SUPPLIED TEXT:
════════════════

# What am I cleaning off my poultry?



## Vonnie Dee (Dec 4, 2009)

As I was cleaning my cornish hens for Thanksgiving I began to wonder. What is this yellow stuff I'm getting off of this bird? Does anybody know?


----------



## TeachingTulip (Dec 4, 2009)

Vonnie Dee said:


> As I was cleaning my cornish hens for Thanksgiving I began to wonder. What is this yellow stuff I'm getting off of this bird? Does anybody know?



Fat?


----------



## nicnap (Dec 4, 2009)

I would say fat, probably. Is it attached, and sort of squishy?


----------



## Mushroom (Dec 4, 2009)

Vonnie, it's best not to know....


----------



## Edward (Dec 4, 2009)

> What am I cleaning off my poultry?



I saw that and thought 'feathers?'



> yellow stuff



sounds like fat


----------



## reformed trucker (Dec 4, 2009)

Brad said:


> Vonnie, it's best not to know....




 I was going to say "chicken funk"...


----------



## SolaScriptura (Dec 4, 2009)

Fat.


----------



## toddpedlar (Dec 4, 2009)

reformed trucker said:


> Brad said:
> 
> 
> > Vonnie, it's best not to know....
> ...



As in... How Funky is your Chicken? (uff da, that dates me!)


----------



## Vonnie Dee (Dec 5, 2009)

How LOOOOOSE is your goose?! No. This wasn't fat. This was attached to the skin. Of course I did have some fat to deal with, though.


----------

════════════════

[Items from a dataset]
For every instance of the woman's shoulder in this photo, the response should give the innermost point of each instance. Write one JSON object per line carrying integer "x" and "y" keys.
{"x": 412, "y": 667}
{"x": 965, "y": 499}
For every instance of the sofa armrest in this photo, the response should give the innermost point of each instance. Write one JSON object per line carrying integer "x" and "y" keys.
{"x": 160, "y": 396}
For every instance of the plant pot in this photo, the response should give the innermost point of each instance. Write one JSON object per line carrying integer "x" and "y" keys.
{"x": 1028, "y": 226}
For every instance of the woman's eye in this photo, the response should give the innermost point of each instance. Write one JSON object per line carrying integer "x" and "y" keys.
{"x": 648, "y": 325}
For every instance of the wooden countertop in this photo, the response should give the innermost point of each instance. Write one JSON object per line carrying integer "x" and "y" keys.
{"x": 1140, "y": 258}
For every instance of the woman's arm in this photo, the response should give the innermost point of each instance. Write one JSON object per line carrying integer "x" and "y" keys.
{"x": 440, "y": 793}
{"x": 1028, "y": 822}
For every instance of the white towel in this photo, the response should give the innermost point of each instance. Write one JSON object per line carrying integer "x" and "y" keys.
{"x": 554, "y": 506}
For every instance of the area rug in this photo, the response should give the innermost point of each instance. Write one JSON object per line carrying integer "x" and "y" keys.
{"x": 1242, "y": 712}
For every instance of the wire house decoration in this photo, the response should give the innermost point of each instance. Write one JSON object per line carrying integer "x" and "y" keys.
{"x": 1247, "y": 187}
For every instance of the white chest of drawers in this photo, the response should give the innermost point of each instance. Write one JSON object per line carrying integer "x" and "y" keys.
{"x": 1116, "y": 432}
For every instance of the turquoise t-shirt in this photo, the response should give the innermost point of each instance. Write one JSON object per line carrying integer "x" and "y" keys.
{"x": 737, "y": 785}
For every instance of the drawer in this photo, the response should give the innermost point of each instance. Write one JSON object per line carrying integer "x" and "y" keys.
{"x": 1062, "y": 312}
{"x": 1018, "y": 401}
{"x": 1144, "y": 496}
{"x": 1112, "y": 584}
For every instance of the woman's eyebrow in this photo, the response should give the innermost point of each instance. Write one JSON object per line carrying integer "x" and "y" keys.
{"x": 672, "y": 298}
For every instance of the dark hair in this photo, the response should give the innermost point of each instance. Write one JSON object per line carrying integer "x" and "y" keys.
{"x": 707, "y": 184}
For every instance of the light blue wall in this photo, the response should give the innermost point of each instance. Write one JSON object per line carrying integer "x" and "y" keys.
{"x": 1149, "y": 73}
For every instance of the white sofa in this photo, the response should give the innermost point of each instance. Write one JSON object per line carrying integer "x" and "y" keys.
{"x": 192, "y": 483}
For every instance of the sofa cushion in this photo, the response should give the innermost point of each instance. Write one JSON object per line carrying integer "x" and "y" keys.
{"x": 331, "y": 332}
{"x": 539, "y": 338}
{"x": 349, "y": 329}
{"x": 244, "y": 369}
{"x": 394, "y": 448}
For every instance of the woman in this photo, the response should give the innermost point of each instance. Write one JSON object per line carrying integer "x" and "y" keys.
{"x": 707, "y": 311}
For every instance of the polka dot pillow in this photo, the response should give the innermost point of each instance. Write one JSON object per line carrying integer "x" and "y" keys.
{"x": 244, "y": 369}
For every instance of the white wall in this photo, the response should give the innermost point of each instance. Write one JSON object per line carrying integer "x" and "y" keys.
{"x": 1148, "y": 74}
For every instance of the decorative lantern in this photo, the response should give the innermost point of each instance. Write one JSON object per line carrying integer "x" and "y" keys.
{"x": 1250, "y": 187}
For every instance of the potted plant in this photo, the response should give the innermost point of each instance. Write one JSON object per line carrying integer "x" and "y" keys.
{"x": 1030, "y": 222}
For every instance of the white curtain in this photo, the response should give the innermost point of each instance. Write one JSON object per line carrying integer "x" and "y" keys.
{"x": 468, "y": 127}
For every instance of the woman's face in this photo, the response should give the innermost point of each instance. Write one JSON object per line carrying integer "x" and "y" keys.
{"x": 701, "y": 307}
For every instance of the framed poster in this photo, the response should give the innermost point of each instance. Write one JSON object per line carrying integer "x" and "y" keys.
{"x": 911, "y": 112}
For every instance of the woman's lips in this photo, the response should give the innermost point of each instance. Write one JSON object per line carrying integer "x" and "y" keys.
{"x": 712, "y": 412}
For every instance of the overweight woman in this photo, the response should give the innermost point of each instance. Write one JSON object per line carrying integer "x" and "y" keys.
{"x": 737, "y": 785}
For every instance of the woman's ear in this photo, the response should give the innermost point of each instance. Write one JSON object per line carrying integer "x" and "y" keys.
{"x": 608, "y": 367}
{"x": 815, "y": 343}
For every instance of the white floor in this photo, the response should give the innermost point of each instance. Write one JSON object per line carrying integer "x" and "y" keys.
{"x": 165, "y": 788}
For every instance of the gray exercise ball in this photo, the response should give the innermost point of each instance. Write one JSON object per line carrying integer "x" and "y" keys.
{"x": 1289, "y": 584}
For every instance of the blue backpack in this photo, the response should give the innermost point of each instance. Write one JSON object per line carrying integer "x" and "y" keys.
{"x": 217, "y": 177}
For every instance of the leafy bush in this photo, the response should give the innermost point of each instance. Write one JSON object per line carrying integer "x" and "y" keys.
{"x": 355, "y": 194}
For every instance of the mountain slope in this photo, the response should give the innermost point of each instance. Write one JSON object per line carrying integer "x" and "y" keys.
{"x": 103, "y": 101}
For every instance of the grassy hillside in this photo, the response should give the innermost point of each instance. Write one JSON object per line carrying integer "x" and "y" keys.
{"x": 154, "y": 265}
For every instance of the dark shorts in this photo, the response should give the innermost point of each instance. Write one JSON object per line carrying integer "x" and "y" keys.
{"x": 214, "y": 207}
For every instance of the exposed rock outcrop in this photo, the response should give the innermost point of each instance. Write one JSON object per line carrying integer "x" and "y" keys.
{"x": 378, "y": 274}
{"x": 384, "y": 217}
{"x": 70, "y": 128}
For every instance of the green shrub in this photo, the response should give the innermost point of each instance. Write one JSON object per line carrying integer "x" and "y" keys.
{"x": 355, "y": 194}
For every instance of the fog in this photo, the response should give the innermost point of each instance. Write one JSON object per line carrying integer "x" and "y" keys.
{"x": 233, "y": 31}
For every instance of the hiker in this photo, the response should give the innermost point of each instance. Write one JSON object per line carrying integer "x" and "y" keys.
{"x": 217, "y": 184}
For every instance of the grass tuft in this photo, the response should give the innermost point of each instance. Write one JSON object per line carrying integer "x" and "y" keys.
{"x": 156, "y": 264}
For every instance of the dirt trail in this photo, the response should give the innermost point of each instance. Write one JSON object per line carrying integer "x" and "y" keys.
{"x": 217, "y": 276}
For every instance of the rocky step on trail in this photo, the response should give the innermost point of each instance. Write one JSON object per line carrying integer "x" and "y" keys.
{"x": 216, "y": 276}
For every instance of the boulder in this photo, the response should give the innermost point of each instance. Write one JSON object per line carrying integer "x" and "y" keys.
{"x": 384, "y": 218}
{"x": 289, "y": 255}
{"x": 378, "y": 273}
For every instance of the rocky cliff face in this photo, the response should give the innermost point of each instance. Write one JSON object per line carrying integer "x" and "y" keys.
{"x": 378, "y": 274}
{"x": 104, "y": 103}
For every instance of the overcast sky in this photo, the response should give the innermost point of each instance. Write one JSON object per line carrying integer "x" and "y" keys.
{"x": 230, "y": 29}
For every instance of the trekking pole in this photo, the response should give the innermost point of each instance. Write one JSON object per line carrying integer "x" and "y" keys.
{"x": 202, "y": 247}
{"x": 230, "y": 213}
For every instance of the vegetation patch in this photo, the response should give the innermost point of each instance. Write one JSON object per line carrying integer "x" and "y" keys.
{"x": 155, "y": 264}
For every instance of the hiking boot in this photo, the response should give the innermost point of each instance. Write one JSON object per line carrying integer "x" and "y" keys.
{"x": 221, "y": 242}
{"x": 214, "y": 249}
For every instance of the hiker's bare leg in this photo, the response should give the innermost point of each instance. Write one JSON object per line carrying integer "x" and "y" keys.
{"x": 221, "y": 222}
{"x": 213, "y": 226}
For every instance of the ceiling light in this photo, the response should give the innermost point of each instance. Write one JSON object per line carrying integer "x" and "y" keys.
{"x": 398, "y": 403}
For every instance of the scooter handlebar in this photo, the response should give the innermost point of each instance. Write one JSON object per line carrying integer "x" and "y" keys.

════════════════

COMPLETE THE FOLLOWING:
**A)** In the poultry thread, what did Vonnie Dee say the yellow substance was attached to?
**B)** Recast the stretch of the records from the line containing "For every instance of the hiker's" through the end of the records as a numbered list, leaving out blank lines.

OUTPUTS BY TASK:
**A)** The skin.

**B)**
1. For every instance of the hiker's bare leg in this photo, the response should give the innermost point of each instance. Write one JSON object per line carrying integer "x" and "y" keys.
2. {"x": 221, "y": 222}
3. {"x": 213, "y": 226}
4. For every instance of the ceiling light in this photo, the response should give the innermost point of each instance. Write one JSON object per line carrying integer "x" and "y" keys.
5. {"x": 398, "y": 403}
6. For every instance of the scooter handlebar in this photo, the response should give the innermost point of each instance. Write one JSON object per line carrying integer "x" and "y" keys.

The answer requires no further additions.